(Object outline annotations)
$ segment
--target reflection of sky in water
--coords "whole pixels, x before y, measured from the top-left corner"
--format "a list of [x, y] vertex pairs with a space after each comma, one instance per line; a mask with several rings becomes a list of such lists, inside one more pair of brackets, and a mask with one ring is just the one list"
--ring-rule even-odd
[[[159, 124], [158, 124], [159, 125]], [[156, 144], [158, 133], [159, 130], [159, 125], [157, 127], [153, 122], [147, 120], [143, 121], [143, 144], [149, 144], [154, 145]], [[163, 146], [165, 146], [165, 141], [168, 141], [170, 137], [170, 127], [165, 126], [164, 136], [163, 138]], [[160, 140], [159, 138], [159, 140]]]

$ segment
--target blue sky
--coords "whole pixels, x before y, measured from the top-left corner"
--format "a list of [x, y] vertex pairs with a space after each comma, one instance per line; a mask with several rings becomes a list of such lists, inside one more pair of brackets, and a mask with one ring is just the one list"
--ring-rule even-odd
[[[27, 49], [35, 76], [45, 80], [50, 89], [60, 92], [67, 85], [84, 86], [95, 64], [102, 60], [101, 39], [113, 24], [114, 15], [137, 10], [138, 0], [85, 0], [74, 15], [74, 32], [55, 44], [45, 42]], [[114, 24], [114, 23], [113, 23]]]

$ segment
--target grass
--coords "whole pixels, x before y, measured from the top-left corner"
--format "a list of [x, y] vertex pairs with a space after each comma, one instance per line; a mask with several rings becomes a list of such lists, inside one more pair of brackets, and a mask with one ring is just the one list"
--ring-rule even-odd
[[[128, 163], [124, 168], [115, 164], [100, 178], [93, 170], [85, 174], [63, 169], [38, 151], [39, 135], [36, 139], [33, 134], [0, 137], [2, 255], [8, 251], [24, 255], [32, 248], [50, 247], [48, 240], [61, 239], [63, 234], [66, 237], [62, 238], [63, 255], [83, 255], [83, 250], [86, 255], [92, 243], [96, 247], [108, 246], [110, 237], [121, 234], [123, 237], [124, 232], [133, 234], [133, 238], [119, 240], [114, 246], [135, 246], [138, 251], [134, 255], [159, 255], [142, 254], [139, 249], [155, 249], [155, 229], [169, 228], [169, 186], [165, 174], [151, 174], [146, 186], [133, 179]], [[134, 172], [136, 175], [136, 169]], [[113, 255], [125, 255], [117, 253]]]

### Set exercise
Copy the lines verbatim, starting at the first line of the records and ending with the line that contains "138], [159, 140]]]", including both of those lines.

### Expected output
$ segment
--target reflection of sky in water
--coords "whole pixels, x before y, measured from the top-left corner"
--format "a list of [x, y] vertex pairs with a space after each comma, one instance per line; a mask with several rings becomes a list of such lists, inside one more pair of brackets, and a mask with one ring is just the one list"
--ring-rule even-odd
[[[159, 124], [158, 124], [159, 125]], [[156, 144], [158, 133], [159, 130], [159, 125], [157, 127], [153, 122], [147, 120], [143, 121], [143, 144], [149, 144], [154, 145]], [[163, 146], [165, 146], [165, 141], [168, 141], [170, 137], [170, 127], [165, 126], [164, 136], [163, 138]], [[160, 140], [159, 138], [159, 140]]]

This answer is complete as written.